Problem requirements -
Find each line in the listing that contains the string "facade" and copy it. Matching is case-sensitive.

Exercise inputs -
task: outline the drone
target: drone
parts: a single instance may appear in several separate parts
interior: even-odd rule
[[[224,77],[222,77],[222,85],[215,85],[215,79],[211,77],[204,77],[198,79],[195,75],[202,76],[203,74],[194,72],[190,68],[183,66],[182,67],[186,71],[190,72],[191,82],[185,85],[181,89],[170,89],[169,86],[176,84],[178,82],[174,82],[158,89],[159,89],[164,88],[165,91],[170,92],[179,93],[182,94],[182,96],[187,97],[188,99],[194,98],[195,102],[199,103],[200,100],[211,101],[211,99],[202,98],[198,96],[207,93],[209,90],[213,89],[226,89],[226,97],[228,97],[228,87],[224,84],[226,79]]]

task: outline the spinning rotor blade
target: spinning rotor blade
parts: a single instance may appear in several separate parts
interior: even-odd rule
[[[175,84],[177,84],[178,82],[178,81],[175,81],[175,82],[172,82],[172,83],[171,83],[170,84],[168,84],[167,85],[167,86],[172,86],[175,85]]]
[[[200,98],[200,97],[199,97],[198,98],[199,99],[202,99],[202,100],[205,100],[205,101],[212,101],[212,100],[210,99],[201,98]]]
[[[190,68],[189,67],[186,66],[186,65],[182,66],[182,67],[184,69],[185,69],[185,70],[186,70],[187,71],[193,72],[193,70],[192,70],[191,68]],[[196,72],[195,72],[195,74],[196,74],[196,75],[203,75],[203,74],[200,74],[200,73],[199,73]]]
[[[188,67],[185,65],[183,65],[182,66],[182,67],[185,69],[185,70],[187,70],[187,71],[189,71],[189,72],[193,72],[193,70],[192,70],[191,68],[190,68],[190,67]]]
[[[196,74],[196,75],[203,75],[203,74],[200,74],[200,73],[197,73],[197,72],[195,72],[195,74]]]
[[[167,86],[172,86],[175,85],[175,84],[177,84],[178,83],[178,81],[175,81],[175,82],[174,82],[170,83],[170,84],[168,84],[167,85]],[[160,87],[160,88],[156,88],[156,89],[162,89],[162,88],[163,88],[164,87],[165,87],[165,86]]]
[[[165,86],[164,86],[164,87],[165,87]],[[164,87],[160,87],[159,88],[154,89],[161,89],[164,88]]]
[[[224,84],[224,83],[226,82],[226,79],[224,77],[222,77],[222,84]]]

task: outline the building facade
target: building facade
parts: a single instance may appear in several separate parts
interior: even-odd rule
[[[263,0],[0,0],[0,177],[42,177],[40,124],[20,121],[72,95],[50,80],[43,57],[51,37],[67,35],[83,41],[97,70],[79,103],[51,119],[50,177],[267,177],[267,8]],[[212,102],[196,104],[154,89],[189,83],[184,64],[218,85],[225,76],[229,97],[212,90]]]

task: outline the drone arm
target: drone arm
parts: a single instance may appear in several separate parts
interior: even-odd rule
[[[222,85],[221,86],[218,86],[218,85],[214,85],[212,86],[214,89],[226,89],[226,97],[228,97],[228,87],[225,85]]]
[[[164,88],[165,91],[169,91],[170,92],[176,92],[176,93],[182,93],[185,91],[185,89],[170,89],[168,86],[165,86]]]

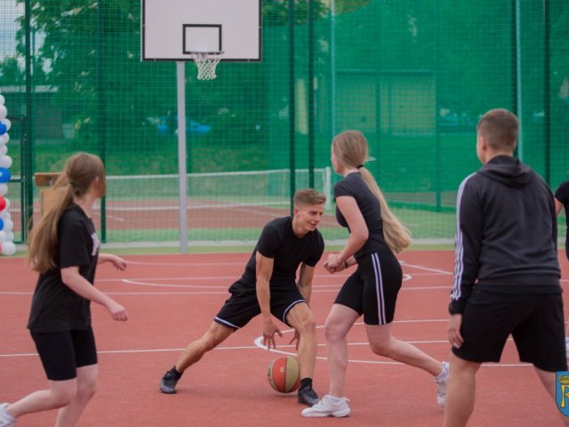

Result -
task: outline the building facade
target: building facade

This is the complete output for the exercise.